Excerpted records:

+ + +

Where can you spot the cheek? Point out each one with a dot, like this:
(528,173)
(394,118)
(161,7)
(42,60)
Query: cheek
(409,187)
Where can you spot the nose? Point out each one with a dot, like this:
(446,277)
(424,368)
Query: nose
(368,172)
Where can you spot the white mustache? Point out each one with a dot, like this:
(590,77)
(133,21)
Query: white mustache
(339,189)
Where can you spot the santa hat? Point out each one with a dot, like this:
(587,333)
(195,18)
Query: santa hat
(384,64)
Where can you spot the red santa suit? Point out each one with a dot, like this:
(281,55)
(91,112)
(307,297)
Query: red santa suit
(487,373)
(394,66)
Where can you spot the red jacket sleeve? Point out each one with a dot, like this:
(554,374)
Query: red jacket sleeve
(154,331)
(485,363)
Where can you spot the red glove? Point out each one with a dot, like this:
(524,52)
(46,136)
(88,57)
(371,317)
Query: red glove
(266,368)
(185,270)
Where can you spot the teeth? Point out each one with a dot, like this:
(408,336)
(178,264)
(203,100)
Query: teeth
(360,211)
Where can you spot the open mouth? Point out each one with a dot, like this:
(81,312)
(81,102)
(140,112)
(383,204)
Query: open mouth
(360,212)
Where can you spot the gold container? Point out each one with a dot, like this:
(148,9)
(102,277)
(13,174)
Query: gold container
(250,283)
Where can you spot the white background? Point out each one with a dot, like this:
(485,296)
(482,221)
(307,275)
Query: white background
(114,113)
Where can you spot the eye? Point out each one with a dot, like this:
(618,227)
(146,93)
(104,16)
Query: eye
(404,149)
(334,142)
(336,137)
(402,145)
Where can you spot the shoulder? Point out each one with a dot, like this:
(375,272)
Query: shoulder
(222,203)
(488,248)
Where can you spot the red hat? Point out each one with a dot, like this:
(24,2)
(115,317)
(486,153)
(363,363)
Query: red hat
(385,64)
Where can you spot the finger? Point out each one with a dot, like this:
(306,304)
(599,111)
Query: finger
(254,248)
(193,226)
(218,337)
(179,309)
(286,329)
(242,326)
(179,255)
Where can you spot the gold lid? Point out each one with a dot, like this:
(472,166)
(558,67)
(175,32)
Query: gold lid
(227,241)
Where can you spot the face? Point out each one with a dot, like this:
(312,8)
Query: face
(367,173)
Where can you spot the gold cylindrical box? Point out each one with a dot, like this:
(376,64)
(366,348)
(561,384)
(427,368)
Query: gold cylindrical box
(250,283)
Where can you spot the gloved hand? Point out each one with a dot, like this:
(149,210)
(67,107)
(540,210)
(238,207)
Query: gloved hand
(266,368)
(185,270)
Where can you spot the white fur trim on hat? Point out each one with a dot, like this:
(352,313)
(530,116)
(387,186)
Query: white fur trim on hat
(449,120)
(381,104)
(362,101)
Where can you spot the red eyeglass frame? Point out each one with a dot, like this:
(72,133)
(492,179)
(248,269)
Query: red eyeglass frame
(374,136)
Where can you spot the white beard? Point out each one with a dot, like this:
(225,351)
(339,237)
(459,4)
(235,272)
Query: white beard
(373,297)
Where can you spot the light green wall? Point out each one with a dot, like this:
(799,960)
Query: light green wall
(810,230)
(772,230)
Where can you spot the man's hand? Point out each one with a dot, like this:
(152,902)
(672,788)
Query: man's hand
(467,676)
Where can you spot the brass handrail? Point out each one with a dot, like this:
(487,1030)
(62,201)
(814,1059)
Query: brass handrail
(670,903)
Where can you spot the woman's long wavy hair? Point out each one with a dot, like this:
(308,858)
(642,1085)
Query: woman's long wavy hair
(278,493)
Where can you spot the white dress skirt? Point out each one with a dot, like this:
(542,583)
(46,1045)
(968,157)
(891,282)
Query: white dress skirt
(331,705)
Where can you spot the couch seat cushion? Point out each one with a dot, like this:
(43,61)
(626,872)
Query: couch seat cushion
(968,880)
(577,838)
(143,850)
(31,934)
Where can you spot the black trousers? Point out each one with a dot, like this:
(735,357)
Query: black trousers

+ + +

Your task: Would you write out the whole listing word for word?

Written reply:
Where can you spot the cheek? Point out each one with a dot, like this:
(528,173)
(394,118)
(161,7)
(42,60)
Query: cheek
(409,187)
Where can you spot the nose? Point out each one with a dot, like this:
(446,277)
(424,368)
Query: nose
(368,172)
Where can you spot the white mustache? Point out each one with a dot, like this:
(590,77)
(133,21)
Query: white mustache
(339,189)
Where can you spot the santa hat? Point out each one with a dot, like this:
(587,333)
(195,18)
Query: santa hat
(384,64)
Where can you spot the red santa suit? Point out each one with a dot, like this:
(281,55)
(91,112)
(307,297)
Query: red santa suit
(487,373)
(394,66)
Where can you spot the red jacket sleeve? Point out each one with a dot, like this:
(554,374)
Query: red jacket sleeve
(154,331)
(485,363)
Where can you spot the red glove? Point out each one with a dot, like this:
(524,52)
(46,136)
(88,57)
(371,317)
Query: red glove
(266,368)
(185,270)
Where can you spot the teeth? Point out each one with a dot, like this:
(408,336)
(178,264)
(203,100)
Query: teeth
(360,211)
Where can you spot the open mouth? Point out each one with a dot, like this:
(81,312)
(81,102)
(140,112)
(383,204)
Query: open mouth
(360,212)
Where can you spot the gold container? Point out each one with a dot, like this:
(148,9)
(102,277)
(13,174)
Query: gold container
(250,283)
Where can you spot the white background? Point out each one with a dot, like this:
(485,296)
(482,221)
(307,275)
Query: white background
(114,113)
Where can you spot the eye? Point out each one with a dot, like this:
(618,227)
(146,93)
(104,16)
Query: eye
(404,149)
(334,142)
(336,137)
(402,145)
Where can you spot the shoulder? Point out each one with a dot, like this:
(375,272)
Query: shoulder
(222,203)
(488,248)
Where can you spot the red hat? Point out each one with a dot, like this:
(24,2)
(115,317)
(486,153)
(363,363)
Query: red hat
(385,64)
Where can you spot the finger? Point out each one with a dot, like this:
(306,304)
(599,111)
Query: finger
(254,248)
(193,226)
(218,337)
(179,309)
(286,329)
(242,326)
(179,255)
Where can you spot the gold lid? Point out each one with a dot, like this:
(472,166)
(558,67)
(175,32)
Query: gold lid
(227,241)
Where can you spot the face? Point out each one with a dot, like this:
(312,8)
Query: face
(367,173)
Where can you spot the gold cylindrical box? Point out each one with a dot, like this:
(376,64)
(366,348)
(561,384)
(427,368)
Query: gold cylindrical box
(250,283)
Where can you spot the gloved hand? Point out each one with a dot, like this:
(149,210)
(67,107)
(540,210)
(238,207)
Query: gloved hand
(266,368)
(185,270)
Where can you spot the white fur trim on hat? Point out each one with a dot, like this:
(352,313)
(530,116)
(387,186)
Query: white fur trim on hat
(449,120)
(381,104)
(362,101)
Where can you spot the red eyeglass frame? Point out each one with a dot, like this:
(72,133)
(492,179)
(248,269)
Query: red eyeglass frame
(374,136)
Where can you spot the white beard? Point out each one with a dot, like this:
(225,351)
(339,237)
(459,4)
(235,272)
Query: white beard
(373,297)
Where can you spot the light green wall? Point out each one with a dot, like this:
(799,960)
Query: light green wall
(810,230)
(772,230)
Where can you spot the man's hand? Point out each one with a dot, like this:
(152,902)
(672,788)
Query: man's hand
(467,676)
Where can you spot the brass handrail? Point out each one with a dot, like this:
(487,1030)
(62,201)
(814,1059)
Query: brass handrail
(670,903)
Where can you spot the woman's long wavy hair? Point out each one with a dot, like this:
(308,858)
(642,1085)
Query: woman's long wavy hair
(278,493)
Where can you spot the white dress skirt? Point out each one with a dot, like this:
(542,583)
(46,1045)
(968,157)
(891,282)
Query: white dress skirt
(331,705)
Where can you spot the couch seat cushion? Point out each one with a dot, like this:
(43,61)
(626,872)
Query: couch seat cushion
(968,880)
(577,838)
(143,850)
(31,934)
Where can you spot the black trousers? Point out each one with a dot, like this:
(735,357)
Query: black trousers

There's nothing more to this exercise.